[[ READING PASSAGE, beginning ]]
(485aj) Exploring Conformational Changes and Folding for a Model GPCR Using Biophysical Techniques | AIChE

(485aj) Exploring Conformational Changes and Folding for a Model GPCR Using Biophysical Techniques


O'Malley, M. A. - Presenter, Massachusetts Institute of Technology
Naranjo, A. N. - Presenter, University of Delaware
Lazarova, T. - Presenter, Universitat Autónoma de Barcelona
Robinson, A. S. - Presenter, University of Delaware

Membrane proteins are vital molecules for signal
transduction and maintenance of cellular homeostasis.  Despite their
importance, relatively little information is known pertaining to their
structure and folding compared to soluble proteins.  Difficulties associated
with characterization of membrane proteins generally stem from an inability to
purify them at high yields, while shielding their hydrophobic domains with a suitable
membrane-mimetic system.  Even when sample preparation issues are resolved,
techniques traditionally employed to study protein folding (ie. thermal or
chemical denaturation) may translate poorly to the characterization of membrane
proteins and oftentimes lead to sample aggregation.
[[ READING PASSAGE, end ]]
→ EXERCISE
Proceed with the abstract on conformational changes and folding of a model GPCR, starting right after its final sentence.
[[ INFORMATION GIVEN, beginning ]]
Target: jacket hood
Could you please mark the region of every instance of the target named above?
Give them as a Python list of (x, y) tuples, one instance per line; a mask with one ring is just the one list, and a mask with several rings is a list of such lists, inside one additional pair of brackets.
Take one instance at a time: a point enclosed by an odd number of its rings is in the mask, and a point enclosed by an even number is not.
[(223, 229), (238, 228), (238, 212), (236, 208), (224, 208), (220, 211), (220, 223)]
[[ INFORMATION GIVEN, end ]]
→ ANSWER SECTION
In this work, we will describe several biophysical
approaches to characterize the human adenosine A2a receptor, a model
G-protein coupled receptor which binds to adenosine analogs.  Binding of an
adenosine agonist to purified A2aR led to a slight, yet distinct
change in the intrinsic tryptophan emission spectra, while no change was observed
in protein secondary structure.  Overall, we find that unfolding was achieved
through both thermal and chemical means, although both techniques led to
irreversible aggregation of micelle-reconstituted A2aR.  Monitoring
tertiary structure changes, caused by thermal denaturation, via intrinsic
fluorescence spectroscopy yielded unclear folding transitions, likely due to
decreases in intrinsic fluorescence incurred with temperature increase.  Addition
of a thiol-reactive fluorescent dye, whose quantum yield increases as A2aR
unfolds, largely eliminated this effect and made thermal unfolding transitions
clear.  In an effort to reduce the effects of aggregation, we have also
employed hydrostatic pressure to unfold the tertiary structure of A2aR,
yet complete unfolding of the sample was not observed using this technique
alone.  Although reversible unfolding of the protein proved elusive, we
compared unfolding behavior under a variety of conditions.  In summary, we find
that the stability of A2aR is not appreciably affected by ligand
addition, although stability is decreased when disulfide bonds located in the
extracellular loop regions are reduced with a chemical reducing agent.  Further,
we have confirmed that loss of these disulfide bonds also leads to a decrease
in receptor ligand-binding activity.